### QUOTED PASSAGE
::::::::

Durgah Committee, Ajmer v. Syed Hussain Ali (1962) #
Facts: Dispute arose regarding management and religious practices connected to the Durgah at Ajmer under statutory administration, raising questions about what practices were truly religious and protected.
Issues: Scope of protection of “religious practices” under Art. 25, and whether all claimed practices are protected.
Held: The Court cautioned that constitutional protection does not automatically extend to practices that are not truly essential to religion and may treat non-essential accretions/superstitious practices differently.
Principle: Courts can scrutinize whether a practice is genuinely essential.
Sardar Syedna Taher Saifuddin Saheb v. State of Bombay (1962) #
Facts: The Bombay Prevention of Excommunication Act, 1949 made excommunication invalid. The religious head of the Dawoodi Bohra community challenged the law, claiming it violated religious/denominational rights.
Issues: Whether the Act infringed the Fundamental Rights of the denomination and its head under Arts. 25–26 (and its interaction with Art. 17 arguments).
Held: The challenge succeeded: the Act was held unconstitutional for infringing protected religious/denominational freedom in the manner it operated against the community’s religious head/denomination.

::::::::

### COMPLETE THE FOLLOWING
a - Please list every heading that the case summaries use to divide each case into parts, such as the one before the colon in "Facts:".
b - Pick up the case summaries on Indian religious-freedom rulings right after their last line and carry them forward.

Labeled-object pointing entries:

::::::::

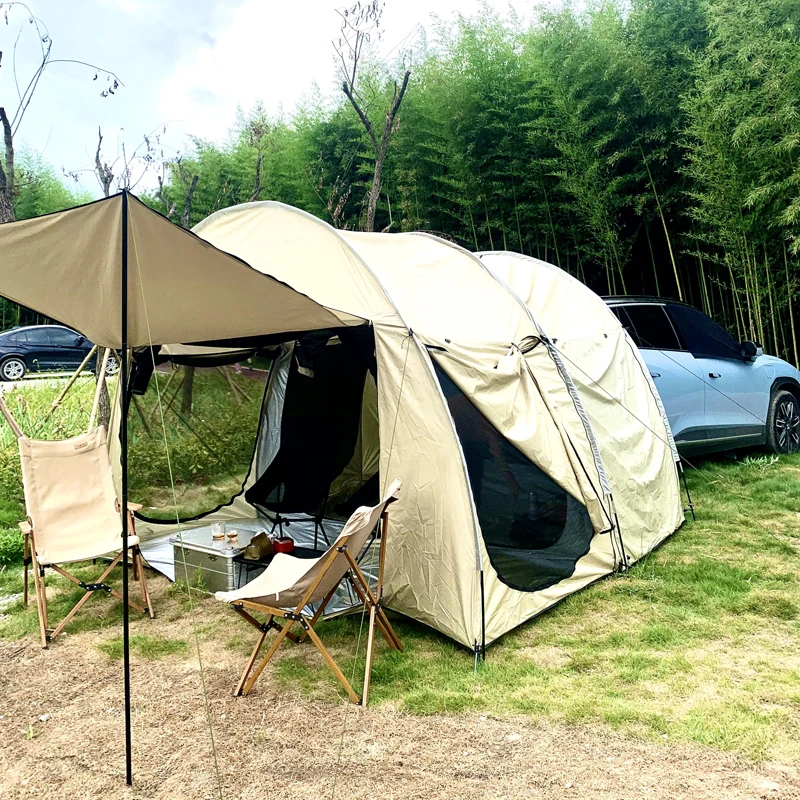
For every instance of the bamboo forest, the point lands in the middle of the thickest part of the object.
(647, 147)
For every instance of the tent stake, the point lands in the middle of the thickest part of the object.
(126, 650)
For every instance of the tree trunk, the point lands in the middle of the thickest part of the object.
(104, 404)
(375, 191)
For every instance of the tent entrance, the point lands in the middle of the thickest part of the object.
(326, 461)
(534, 531)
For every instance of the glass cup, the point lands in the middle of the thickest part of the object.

::::::::

### TASK RESULTS
a - Facts, Issues, Held, Principle

b -
Principle: Where a matter is genuinely “in matters of religion”, State cannot extinguish the denomination’s protected sphere (subject to limitations/social reform in appropriate cases).
Rev. Stainislaus v. State of Madhya Pradesh (1977) #
Facts: MP and Odisha laws prohibited forcible/fraudulent conversions and made them punishable; their constitutional validity was challenged.
Issues:
- Does Art. 25(1) (right to “propagate”) include a right to convert another person?
- Are such anti-conversion laws within State legislative power and justified for public order?
Held: The Court upheld the laws; “propagate” does not include a fundamental right to convert another person, and preventing forcible/fraudulent conversion is consistent with maintaining public order.
Principle: Religious freedom protects voluntary belief, but the State may curb coercion/fraud in conversions.
Bijoe Emmanuel v. State of Kerala (1986) #
Facts: School children belonging to Jehovah’s Witnesses refused to sing the National Anthem due to genuine religious conscience; they stood respectfully. The State treated it as misconduct. The case directly raised Art. 19(1)(a) and Art. 25(1) in this context.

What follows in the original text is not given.